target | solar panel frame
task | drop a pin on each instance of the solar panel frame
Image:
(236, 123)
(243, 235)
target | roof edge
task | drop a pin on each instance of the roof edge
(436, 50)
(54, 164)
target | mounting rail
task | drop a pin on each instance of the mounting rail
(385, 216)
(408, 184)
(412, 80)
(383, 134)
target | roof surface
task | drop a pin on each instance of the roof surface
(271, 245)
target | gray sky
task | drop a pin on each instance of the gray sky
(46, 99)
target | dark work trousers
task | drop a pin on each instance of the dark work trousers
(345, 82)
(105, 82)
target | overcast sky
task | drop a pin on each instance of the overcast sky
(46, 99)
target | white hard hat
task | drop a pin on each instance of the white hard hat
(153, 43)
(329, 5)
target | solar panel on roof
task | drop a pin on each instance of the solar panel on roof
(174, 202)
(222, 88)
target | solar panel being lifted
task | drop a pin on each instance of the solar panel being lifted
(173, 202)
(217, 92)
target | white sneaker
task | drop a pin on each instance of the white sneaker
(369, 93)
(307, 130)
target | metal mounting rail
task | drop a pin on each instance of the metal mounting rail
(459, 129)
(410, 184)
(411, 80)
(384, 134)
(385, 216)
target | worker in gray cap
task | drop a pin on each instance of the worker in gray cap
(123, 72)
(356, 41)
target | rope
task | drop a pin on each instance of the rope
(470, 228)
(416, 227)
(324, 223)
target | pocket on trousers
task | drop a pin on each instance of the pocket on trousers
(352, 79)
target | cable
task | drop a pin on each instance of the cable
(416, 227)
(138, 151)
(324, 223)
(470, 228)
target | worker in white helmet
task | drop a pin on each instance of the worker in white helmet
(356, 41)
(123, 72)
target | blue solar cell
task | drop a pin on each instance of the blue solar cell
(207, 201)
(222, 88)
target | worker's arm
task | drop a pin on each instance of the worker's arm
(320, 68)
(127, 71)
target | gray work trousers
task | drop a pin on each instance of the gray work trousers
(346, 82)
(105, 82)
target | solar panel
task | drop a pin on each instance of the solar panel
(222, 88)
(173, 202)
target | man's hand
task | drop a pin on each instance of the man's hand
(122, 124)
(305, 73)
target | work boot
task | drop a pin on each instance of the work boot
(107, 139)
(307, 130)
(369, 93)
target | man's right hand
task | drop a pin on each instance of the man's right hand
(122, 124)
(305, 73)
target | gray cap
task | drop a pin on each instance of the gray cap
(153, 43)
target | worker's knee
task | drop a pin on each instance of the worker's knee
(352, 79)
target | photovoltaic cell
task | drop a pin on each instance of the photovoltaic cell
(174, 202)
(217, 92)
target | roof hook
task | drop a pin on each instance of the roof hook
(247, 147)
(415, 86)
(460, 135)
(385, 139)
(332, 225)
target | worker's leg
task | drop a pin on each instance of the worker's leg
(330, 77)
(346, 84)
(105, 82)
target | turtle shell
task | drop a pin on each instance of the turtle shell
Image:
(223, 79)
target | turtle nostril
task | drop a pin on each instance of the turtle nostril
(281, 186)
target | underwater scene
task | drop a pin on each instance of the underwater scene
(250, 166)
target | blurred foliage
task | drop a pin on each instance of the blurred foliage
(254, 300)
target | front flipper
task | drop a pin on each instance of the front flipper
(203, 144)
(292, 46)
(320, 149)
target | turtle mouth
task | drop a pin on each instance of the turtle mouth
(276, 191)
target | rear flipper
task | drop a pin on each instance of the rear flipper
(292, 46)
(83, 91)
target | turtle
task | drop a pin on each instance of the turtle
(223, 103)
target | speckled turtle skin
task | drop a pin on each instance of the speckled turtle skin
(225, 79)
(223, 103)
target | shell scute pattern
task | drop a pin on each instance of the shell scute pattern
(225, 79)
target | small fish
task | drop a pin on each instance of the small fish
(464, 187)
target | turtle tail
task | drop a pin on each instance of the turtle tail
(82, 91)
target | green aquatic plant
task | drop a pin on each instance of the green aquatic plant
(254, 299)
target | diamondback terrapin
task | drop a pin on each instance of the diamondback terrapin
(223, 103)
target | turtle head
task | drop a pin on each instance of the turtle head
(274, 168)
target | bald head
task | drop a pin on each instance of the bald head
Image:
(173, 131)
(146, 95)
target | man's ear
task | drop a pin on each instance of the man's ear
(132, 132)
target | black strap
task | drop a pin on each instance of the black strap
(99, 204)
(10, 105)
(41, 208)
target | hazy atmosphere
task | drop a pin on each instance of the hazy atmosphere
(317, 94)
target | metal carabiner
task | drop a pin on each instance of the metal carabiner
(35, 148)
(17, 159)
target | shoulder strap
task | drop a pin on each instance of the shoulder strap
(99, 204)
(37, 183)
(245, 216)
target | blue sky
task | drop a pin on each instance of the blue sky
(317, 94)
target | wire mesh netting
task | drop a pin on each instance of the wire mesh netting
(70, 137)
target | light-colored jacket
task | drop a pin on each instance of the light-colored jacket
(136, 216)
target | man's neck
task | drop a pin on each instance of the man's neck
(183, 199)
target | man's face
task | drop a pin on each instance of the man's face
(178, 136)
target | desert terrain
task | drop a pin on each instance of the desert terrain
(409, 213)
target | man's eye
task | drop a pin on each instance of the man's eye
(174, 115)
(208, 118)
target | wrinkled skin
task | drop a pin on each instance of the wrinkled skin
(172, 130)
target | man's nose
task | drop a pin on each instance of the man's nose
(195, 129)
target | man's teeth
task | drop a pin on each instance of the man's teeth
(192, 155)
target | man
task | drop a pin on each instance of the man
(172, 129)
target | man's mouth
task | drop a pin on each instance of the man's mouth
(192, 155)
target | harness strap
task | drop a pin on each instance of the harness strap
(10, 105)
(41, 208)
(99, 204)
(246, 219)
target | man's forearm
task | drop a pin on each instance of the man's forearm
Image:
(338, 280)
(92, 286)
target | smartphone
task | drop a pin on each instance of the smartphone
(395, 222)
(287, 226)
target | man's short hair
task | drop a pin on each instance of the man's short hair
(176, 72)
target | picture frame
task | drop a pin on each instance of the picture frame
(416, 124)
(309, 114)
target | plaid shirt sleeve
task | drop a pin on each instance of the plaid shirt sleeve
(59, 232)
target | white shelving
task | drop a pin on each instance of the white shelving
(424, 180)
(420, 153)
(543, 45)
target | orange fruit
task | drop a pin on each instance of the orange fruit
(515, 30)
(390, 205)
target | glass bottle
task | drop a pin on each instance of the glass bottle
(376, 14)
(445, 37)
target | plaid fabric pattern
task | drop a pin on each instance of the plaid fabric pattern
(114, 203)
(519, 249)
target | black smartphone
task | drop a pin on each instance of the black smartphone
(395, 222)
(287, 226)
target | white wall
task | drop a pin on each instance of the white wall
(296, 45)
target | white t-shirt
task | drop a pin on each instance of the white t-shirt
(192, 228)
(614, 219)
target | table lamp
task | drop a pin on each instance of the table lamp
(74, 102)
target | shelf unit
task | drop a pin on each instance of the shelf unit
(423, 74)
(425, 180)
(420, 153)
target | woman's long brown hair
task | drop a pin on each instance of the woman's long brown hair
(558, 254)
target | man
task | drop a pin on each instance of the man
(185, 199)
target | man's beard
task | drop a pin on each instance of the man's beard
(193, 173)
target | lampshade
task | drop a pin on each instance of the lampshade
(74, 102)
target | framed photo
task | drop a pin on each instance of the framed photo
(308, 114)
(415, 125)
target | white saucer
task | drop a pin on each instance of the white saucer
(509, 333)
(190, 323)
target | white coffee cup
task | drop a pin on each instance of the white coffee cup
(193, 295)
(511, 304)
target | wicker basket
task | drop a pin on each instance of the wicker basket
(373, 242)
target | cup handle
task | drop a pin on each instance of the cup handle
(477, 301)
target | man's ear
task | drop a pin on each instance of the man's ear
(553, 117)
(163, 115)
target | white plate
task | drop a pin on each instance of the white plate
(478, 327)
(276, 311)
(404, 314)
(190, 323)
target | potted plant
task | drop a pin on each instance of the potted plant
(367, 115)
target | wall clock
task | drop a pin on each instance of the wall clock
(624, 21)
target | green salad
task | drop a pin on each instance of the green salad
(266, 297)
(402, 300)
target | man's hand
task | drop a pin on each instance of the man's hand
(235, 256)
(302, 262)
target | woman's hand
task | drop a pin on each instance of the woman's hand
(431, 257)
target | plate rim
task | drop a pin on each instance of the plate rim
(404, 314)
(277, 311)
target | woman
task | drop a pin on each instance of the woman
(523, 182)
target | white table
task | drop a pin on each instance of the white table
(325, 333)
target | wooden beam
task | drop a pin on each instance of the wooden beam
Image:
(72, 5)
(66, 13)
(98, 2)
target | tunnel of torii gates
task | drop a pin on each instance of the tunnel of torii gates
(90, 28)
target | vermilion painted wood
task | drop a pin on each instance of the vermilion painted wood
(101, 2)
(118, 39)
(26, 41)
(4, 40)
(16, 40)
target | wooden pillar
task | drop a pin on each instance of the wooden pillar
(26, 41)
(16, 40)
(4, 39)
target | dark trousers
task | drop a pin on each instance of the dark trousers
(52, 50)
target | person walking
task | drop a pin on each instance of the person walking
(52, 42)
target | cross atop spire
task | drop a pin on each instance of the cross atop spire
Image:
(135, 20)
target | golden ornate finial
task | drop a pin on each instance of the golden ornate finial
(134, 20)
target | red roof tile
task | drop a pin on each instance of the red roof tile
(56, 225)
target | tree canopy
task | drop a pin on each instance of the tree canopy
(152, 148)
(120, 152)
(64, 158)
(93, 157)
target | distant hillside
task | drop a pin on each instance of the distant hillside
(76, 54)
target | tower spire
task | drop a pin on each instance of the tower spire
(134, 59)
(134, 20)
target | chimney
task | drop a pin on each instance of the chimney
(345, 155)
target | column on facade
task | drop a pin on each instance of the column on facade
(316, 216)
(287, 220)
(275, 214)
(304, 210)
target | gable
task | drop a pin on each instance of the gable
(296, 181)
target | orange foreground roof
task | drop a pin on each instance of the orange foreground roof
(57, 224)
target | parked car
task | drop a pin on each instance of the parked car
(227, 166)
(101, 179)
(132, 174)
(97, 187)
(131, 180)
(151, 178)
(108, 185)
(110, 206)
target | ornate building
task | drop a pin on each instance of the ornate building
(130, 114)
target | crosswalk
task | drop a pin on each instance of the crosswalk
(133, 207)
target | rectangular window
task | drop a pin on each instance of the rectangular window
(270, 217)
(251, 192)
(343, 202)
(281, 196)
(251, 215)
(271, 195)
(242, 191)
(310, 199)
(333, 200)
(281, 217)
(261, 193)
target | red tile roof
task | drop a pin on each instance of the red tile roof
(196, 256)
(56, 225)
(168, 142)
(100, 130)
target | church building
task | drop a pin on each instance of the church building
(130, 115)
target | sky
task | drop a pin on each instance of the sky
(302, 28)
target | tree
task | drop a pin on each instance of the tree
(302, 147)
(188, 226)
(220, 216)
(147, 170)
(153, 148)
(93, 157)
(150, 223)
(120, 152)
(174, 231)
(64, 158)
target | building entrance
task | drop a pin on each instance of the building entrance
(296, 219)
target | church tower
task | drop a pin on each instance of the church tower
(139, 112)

· · · ·

REQUIREMENT:
Scan the data for lines containing "atop" and copy all of them.

WORKED SOLUTION:
target | cross atop spire
task | drop a pin on each instance of the cross atop spire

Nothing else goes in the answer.